● **REQUIRED ACTION**
Without skipping anything, write out each record below exactly.

Excerpts from a dataset:
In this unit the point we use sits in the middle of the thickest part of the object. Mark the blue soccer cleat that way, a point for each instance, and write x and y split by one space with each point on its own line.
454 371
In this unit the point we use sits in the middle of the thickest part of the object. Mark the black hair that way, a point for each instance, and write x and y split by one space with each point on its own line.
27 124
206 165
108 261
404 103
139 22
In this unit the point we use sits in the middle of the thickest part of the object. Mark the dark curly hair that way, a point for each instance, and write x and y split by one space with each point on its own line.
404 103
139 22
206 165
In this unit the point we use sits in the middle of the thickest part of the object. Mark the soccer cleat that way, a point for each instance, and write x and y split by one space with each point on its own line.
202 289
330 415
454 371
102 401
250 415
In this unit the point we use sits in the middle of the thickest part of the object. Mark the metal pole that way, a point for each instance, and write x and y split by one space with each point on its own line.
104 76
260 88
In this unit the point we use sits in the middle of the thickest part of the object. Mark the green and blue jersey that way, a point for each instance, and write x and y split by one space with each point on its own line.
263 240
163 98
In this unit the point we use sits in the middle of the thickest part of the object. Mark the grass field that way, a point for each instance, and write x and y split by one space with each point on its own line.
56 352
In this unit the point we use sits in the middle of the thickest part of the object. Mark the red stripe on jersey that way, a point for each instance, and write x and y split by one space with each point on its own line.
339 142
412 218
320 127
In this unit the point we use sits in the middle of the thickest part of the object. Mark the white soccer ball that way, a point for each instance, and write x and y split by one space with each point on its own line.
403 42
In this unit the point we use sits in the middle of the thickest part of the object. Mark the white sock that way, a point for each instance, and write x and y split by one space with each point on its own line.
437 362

● **RESPONSE AREA**
In this unit the point we use sits in the middle of the thickest part of the object. Mark the blue soccer cleat that way, a point for each instance, and write x and y split by one space with each point on its own line.
454 371
In this unit the point we use sits in the middle of the thickest part of the object. Mark the black hair that way, a point for each instance, and write x and y split by one space with each point on its own line.
27 124
206 165
108 261
404 103
139 22
In this unit the point we use sits in the middle of the thickest part of the object. Mark the dark curly hair that way, a point for each instance, and write x and y split by one space with each point on its own line.
404 103
139 22
206 165
In this unit the point we use sits in the middle of the thickest part of the object. Mark the soccer cleat that way, a point for each instance, and write x and y split by one space with each point on its own line.
202 289
330 415
454 371
102 401
250 415
In this unit the point we use sits in the middle of the thickest part of the object. Mark the metal pole that way, a point for each instance, and write x and y split by one space with each point on its own line.
104 76
260 88
In this unit the point we use sits in the middle of the thickest part of the object. Mark the green and blue jersey that way, a point for each instance, and write x and y split by one space with each point on its own line.
263 240
163 98
In this unit the point we use sits in the middle of the thickest part of the object. Mark the grass field that way, a point for each instance, and write x and y split by one space with each point on its own line.
56 352
In this unit the point we use sits in the middle of the thickest part of the object. Mark the red stripe on jersey that way, a point for each instance, and write x and y split by one space with each point on its own line.
339 142
412 218
320 127
In this unit the point we use sits in the middle of the thickest part of the object. Mark the white soccer ball that way, a point for each instance, and write x and y split by one space with each point on its own line.
403 42
In this unit the point we use sits in the middle of the thickest part of the object. Mark the white sock that way, a point for each instance, and write x and y split by one space with each point on its own line.
437 362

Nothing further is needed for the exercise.